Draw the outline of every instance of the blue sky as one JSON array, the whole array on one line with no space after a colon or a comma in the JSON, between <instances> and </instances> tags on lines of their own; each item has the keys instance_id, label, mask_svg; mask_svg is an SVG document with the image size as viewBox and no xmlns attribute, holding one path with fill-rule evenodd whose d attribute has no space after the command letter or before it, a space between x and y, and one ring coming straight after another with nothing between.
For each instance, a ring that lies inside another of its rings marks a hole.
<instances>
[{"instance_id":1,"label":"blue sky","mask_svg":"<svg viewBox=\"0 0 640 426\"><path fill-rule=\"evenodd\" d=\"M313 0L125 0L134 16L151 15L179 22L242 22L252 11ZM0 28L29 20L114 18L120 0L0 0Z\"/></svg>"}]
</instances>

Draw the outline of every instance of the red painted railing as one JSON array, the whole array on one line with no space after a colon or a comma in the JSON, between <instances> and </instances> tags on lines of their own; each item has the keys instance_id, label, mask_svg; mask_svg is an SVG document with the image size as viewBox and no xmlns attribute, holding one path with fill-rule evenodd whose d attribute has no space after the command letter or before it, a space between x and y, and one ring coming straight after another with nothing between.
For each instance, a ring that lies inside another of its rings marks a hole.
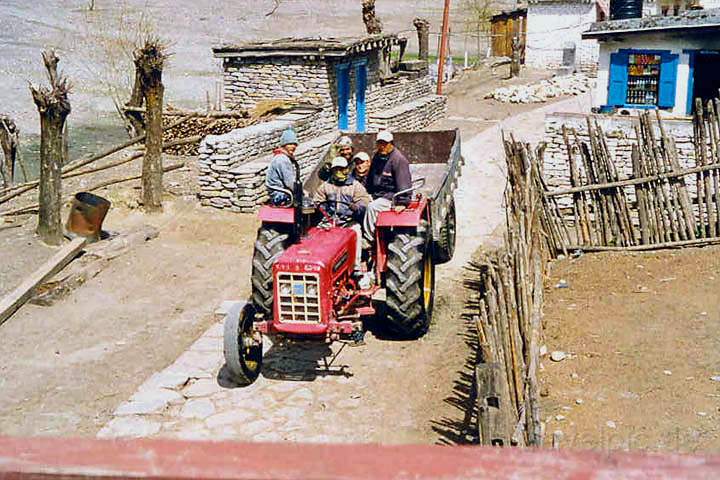
<instances>
[{"instance_id":1,"label":"red painted railing","mask_svg":"<svg viewBox=\"0 0 720 480\"><path fill-rule=\"evenodd\" d=\"M720 456L0 437L0 479L711 479Z\"/></svg>"}]
</instances>

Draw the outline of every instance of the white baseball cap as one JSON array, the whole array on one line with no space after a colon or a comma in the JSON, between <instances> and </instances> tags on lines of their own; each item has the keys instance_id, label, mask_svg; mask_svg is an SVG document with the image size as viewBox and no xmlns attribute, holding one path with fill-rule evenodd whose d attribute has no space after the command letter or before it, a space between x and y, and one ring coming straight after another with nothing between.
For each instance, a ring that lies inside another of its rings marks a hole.
<instances>
[{"instance_id":1,"label":"white baseball cap","mask_svg":"<svg viewBox=\"0 0 720 480\"><path fill-rule=\"evenodd\" d=\"M330 168L340 167L340 168L347 168L348 162L347 158L345 157L335 157L333 158L332 163L330 164Z\"/></svg>"},{"instance_id":2,"label":"white baseball cap","mask_svg":"<svg viewBox=\"0 0 720 480\"><path fill-rule=\"evenodd\" d=\"M362 160L363 162L369 162L370 155L368 155L365 152L358 152L353 156L353 161L355 161L355 160Z\"/></svg>"},{"instance_id":3,"label":"white baseball cap","mask_svg":"<svg viewBox=\"0 0 720 480\"><path fill-rule=\"evenodd\" d=\"M377 134L377 137L375 137L375 141L390 143L393 141L393 134L390 133L388 130L380 130Z\"/></svg>"}]
</instances>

════════════════════

◆ Problem to work on:
Start with the line above containing "Draw the outline of every instance of the red" and end with the line containing "Draw the outline of every instance of the white". Set down that stretch exactly, without any pictures.

◆ Solution to this task:
Draw the outline of every instance of the red painted railing as one JSON array, the whole array on one line with no space after a colon or a comma in the JSON, between <instances> and </instances> tags on lines of their own; each item has the keys instance_id, label, mask_svg; mask_svg is an SVG document with the image size as viewBox and no xmlns attribute, holding one path with fill-rule evenodd whose d attribute has no space after the command letter or before it, a space between x and y, and one ring coming straight after another with nothing between.
For each instance, a ring that lies inside another of its rings marks a hole.
<instances>
[{"instance_id":1,"label":"red painted railing","mask_svg":"<svg viewBox=\"0 0 720 480\"><path fill-rule=\"evenodd\" d=\"M720 456L0 437L0 479L711 479Z\"/></svg>"}]
</instances>

Draw the outline of every instance of the white baseball cap as one JSON array, the whole array on one line with no space after a colon or a comma in the JSON, between <instances> and </instances> tags on lines of their own; each item has the keys instance_id, label, mask_svg; mask_svg is an SVG document with the image size as viewBox and no xmlns attribute, holding one path with fill-rule evenodd whose d attribute has no space after the command letter or before it, a space between x and y, and one ring coming straight after another with nothing between.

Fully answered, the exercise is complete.